» **SET EXERCISE**: Make an exact copy of all the material below, apart from the pictures.

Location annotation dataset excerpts

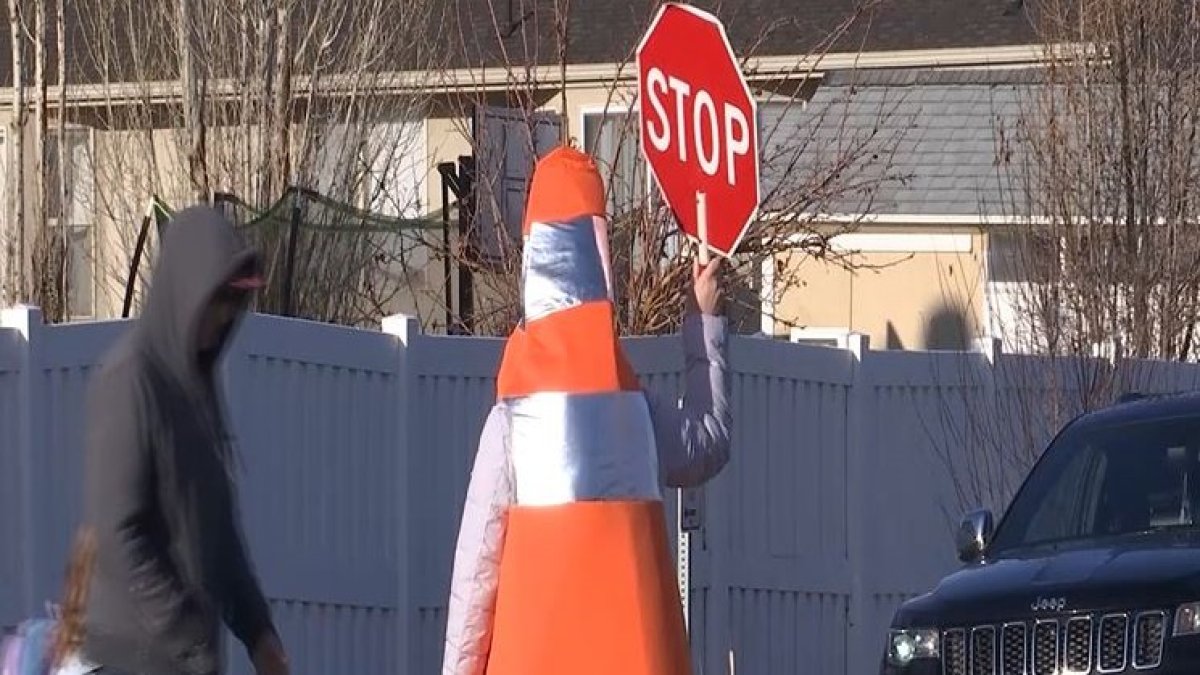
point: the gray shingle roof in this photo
(924, 142)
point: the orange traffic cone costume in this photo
(583, 578)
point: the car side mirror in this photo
(975, 533)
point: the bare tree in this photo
(1103, 167)
(300, 113)
(1093, 262)
(15, 245)
(651, 260)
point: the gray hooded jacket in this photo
(159, 495)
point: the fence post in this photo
(27, 321)
(861, 652)
(407, 330)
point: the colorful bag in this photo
(25, 651)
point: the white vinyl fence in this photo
(850, 470)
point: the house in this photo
(918, 245)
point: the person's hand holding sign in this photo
(706, 294)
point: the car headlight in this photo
(909, 644)
(1187, 620)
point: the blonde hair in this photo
(69, 633)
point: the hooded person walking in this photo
(169, 561)
(562, 565)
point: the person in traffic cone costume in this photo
(562, 565)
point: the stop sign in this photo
(699, 124)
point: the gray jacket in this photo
(171, 562)
(693, 441)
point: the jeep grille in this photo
(1083, 644)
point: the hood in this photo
(201, 252)
(565, 260)
(567, 340)
(1132, 573)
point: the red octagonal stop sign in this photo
(699, 124)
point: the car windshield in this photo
(1098, 482)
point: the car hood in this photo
(1135, 573)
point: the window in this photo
(1111, 481)
(1017, 257)
(612, 138)
(70, 213)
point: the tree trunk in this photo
(281, 165)
(193, 117)
(17, 258)
(46, 262)
(64, 155)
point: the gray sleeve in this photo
(477, 563)
(244, 605)
(119, 488)
(694, 437)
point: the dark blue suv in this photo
(1093, 568)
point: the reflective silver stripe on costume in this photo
(583, 447)
(562, 267)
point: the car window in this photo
(1109, 481)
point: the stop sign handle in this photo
(702, 226)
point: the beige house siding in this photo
(925, 290)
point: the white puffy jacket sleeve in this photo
(693, 435)
(477, 562)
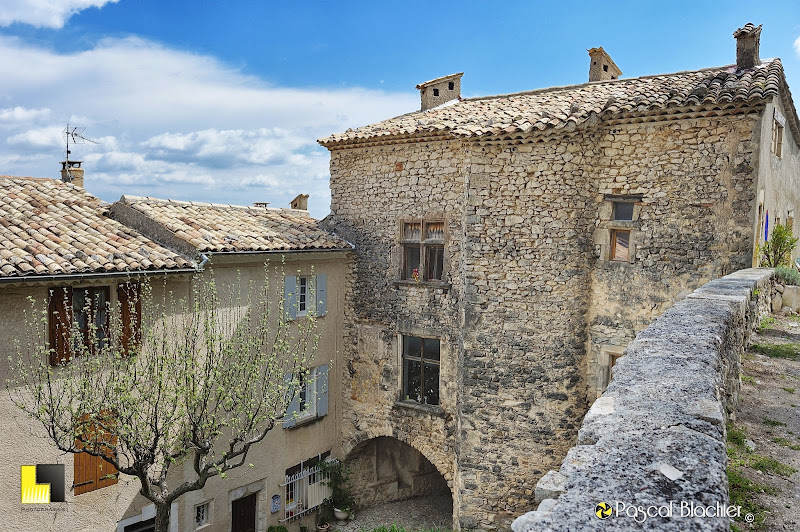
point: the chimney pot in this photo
(437, 91)
(601, 66)
(71, 172)
(300, 202)
(747, 45)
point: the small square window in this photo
(202, 514)
(423, 245)
(620, 244)
(623, 211)
(421, 370)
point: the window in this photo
(305, 487)
(423, 250)
(202, 514)
(78, 319)
(92, 472)
(620, 245)
(421, 370)
(301, 293)
(778, 123)
(309, 396)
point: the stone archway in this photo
(385, 469)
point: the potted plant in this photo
(341, 500)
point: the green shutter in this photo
(322, 390)
(322, 294)
(290, 297)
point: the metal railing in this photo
(305, 491)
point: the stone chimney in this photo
(72, 173)
(747, 41)
(437, 91)
(601, 67)
(300, 202)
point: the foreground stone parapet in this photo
(652, 447)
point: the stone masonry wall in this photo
(657, 434)
(373, 190)
(696, 179)
(531, 300)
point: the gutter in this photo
(82, 276)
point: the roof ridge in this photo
(131, 200)
(764, 63)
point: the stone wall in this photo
(532, 307)
(657, 434)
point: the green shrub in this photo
(777, 251)
(788, 275)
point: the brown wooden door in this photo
(244, 514)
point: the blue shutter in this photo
(322, 390)
(290, 297)
(290, 419)
(322, 294)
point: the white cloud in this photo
(23, 115)
(44, 13)
(175, 124)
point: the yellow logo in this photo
(603, 510)
(42, 483)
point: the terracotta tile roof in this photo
(564, 107)
(226, 228)
(49, 228)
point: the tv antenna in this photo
(73, 134)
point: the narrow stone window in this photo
(421, 370)
(423, 251)
(777, 138)
(620, 245)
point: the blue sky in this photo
(223, 101)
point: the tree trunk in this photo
(162, 517)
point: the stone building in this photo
(234, 242)
(64, 247)
(59, 246)
(509, 247)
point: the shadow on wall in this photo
(386, 469)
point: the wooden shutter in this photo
(130, 301)
(322, 390)
(322, 294)
(92, 472)
(292, 394)
(59, 322)
(290, 297)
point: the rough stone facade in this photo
(533, 311)
(657, 435)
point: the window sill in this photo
(429, 285)
(303, 422)
(435, 410)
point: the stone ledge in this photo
(657, 434)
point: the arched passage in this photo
(385, 469)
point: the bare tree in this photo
(203, 379)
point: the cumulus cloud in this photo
(22, 115)
(44, 13)
(175, 124)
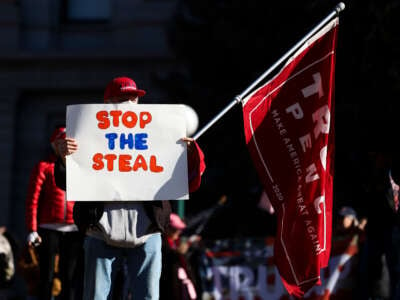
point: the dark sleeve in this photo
(60, 174)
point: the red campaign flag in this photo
(289, 129)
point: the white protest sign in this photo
(127, 152)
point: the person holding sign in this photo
(124, 231)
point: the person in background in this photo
(125, 232)
(177, 280)
(51, 227)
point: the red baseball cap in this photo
(121, 86)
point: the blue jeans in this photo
(102, 263)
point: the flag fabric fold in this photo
(289, 129)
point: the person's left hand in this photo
(189, 142)
(65, 146)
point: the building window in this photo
(87, 10)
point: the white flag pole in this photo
(238, 99)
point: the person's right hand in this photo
(65, 146)
(34, 239)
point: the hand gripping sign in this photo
(127, 152)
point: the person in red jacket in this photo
(50, 226)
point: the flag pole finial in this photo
(340, 7)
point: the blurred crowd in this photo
(49, 262)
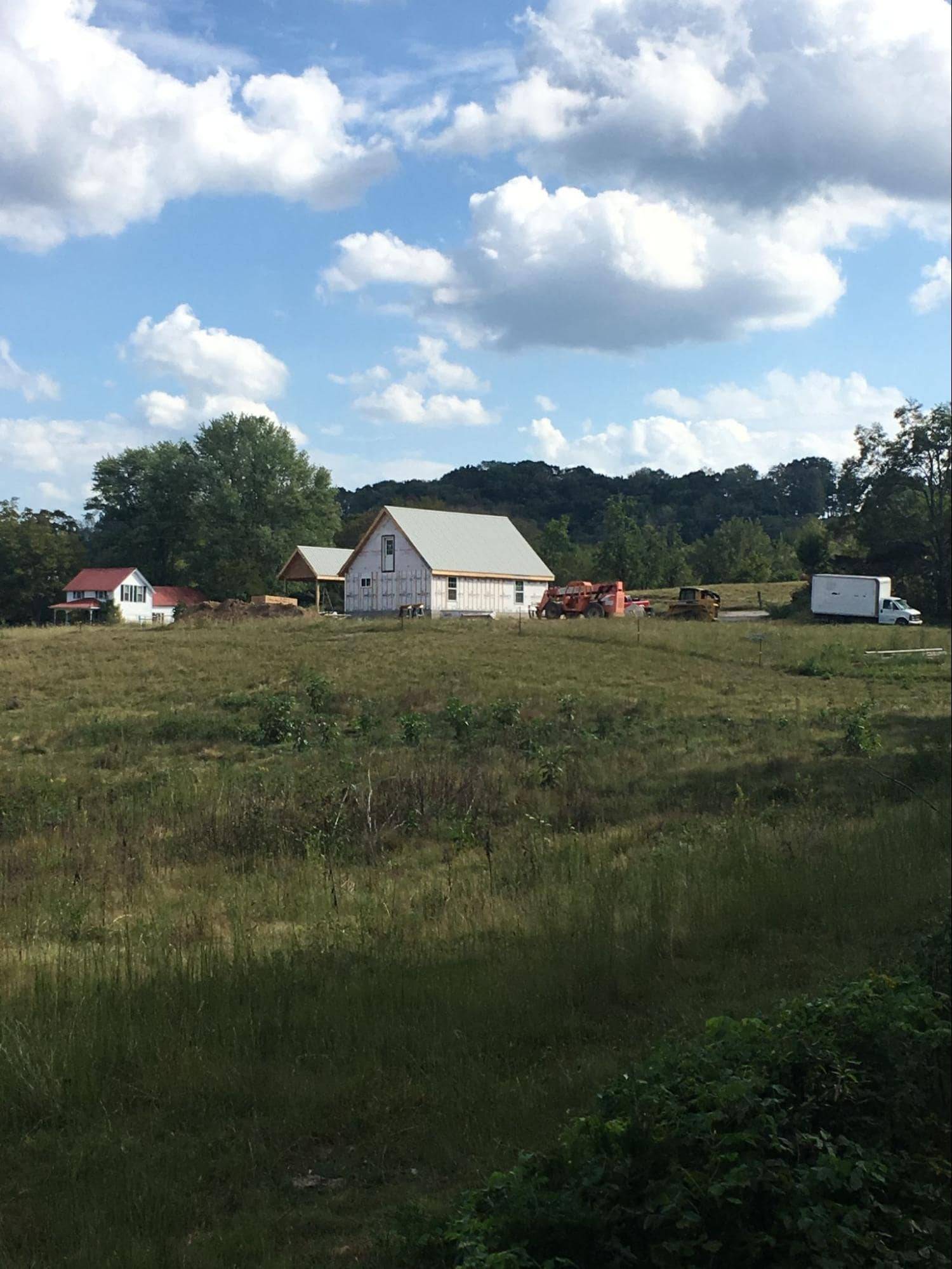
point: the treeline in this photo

» **EXPECTED OUTPUT**:
point: the gray shingle roof in this photo
(924, 142)
point: the orange traffic cone costume in this photo
(583, 578)
point: the car side mirror in this photo
(975, 533)
point: the bare tree in this photo
(1103, 167)
(300, 113)
(1093, 262)
(15, 245)
(651, 260)
point: the gray hooded jacket in this photo
(159, 495)
point: the fence post in this photo
(27, 321)
(861, 652)
(407, 330)
point: the colorful bag in this photo
(25, 651)
point: the white vinyl fence in this photo
(850, 470)
point: the house in this photo
(918, 245)
point: the person's hand holding sign in this photo
(706, 294)
point: the car headlight in this photo
(909, 644)
(1187, 620)
point: the blonde hair in this photo
(69, 633)
point: the hooded person walking in this photo
(169, 561)
(562, 565)
point: the person in traffic cone costume in this photo
(562, 565)
point: the stop sign in this photo
(699, 124)
point: the gray jacket in this photo
(171, 562)
(693, 441)
point: the jeep grille in this photo
(1083, 644)
point: the hood in this photo
(201, 252)
(565, 260)
(567, 340)
(1132, 573)
point: the red octagonal stop sign in this photo
(699, 124)
point: the car windshield in this photo
(1098, 482)
point: the car hood in this photo
(1135, 573)
point: the window in this photo
(1111, 481)
(1017, 257)
(612, 138)
(70, 213)
point: the tree trunk in this photo
(281, 165)
(193, 117)
(17, 258)
(46, 262)
(64, 155)
point: the gray sleeve in this photo
(477, 563)
(244, 605)
(119, 488)
(694, 437)
point: the dark blue suv in this photo
(1093, 568)
point: the reflective silver stripe on costume in this photo
(583, 447)
(562, 267)
point: the car window in this photo
(1109, 481)
point: the stop sign handle in this photo
(702, 226)
point: the beige house siding in this photo
(925, 290)
point: the white puffy jacket sleeve in this photo
(693, 435)
(477, 562)
point: the chimney pot in this photo
(437, 91)
(601, 66)
(71, 172)
(300, 202)
(747, 45)
point: the small square window in this photo
(202, 514)
(423, 245)
(620, 244)
(623, 211)
(421, 370)
point: the window in this photo
(305, 487)
(423, 250)
(202, 514)
(78, 319)
(92, 472)
(620, 245)
(421, 370)
(301, 293)
(778, 123)
(309, 396)
point: the stone archway in this photo
(385, 469)
point: the potted plant in this photo
(341, 500)
point: the green shutter in this photo
(322, 390)
(322, 294)
(290, 297)
point: the metal railing in this photo
(305, 491)
point: the stone chimney in this photo
(72, 173)
(747, 41)
(437, 91)
(601, 67)
(300, 202)
point: the foreground stone parapet in this photo
(652, 447)
point: the stone masonry wall in this photo
(657, 434)
(373, 190)
(696, 179)
(531, 300)
point: the gutter in this photo
(82, 276)
point: the roof ridge in this photo
(131, 200)
(764, 63)
point: the stone wall in this photo
(532, 307)
(657, 434)
point: the green shrub in this photo
(777, 251)
(788, 275)
point: the brown wooden door in this photo
(244, 514)
point: the blue shutter in this photo
(322, 390)
(290, 297)
(290, 419)
(322, 294)
point: the white cloud in this photo
(23, 115)
(44, 13)
(175, 124)
point: the yellow logo in this photo
(603, 510)
(42, 483)
point: the terracotta tile roof in this photo
(564, 107)
(226, 228)
(49, 228)
point: the tv antenna in this photo
(73, 134)
point: the narrow stone window in this photo
(421, 370)
(423, 251)
(777, 138)
(620, 245)
point: the blue sky in this photo
(223, 101)
point: the tree trunk in this photo
(162, 517)
point: the stone building in this photo
(234, 242)
(64, 247)
(59, 246)
(509, 247)
point: the shadow on wall in this photo
(386, 469)
point: the wooden shutter in this photo
(130, 301)
(322, 390)
(322, 294)
(92, 472)
(292, 394)
(59, 322)
(290, 297)
point: the rough stone facade in this photo
(533, 311)
(657, 435)
point: the window sill in this photo
(429, 285)
(303, 422)
(435, 410)
point: the stone ledge in this photo
(657, 434)
point: the arched passage in this photo
(385, 469)
point: the bare tree in this photo
(203, 379)
point: the cumulus cloud in this photo
(22, 115)
(44, 13)
(175, 124)
point: the dark sleeve in this photo
(60, 174)
point: the red campaign flag in this photo
(289, 129)
point: the white protest sign in this photo
(127, 152)
point: the person holding sign in this photo
(124, 231)
point: the person in background in this photo
(125, 232)
(177, 280)
(51, 227)
point: the red baseball cap in this photo
(121, 86)
point: the blue jeans in this photo
(102, 263)
point: the flag fabric fold in this photo
(289, 129)
point: the person's left hand in this photo
(189, 142)
(65, 146)
point: the building window in this photo
(87, 10)
point: the white flag pole in this photo
(238, 99)
point: the person's right hand in this photo
(65, 146)
(34, 239)
point: the hand gripping sign in this photo
(127, 152)
point: the person in red jacket in this photo
(50, 226)
point: the flag pole finial in this photo
(340, 7)
point: the blurred crowd in this photo
(49, 262)
point: the treeline in this photo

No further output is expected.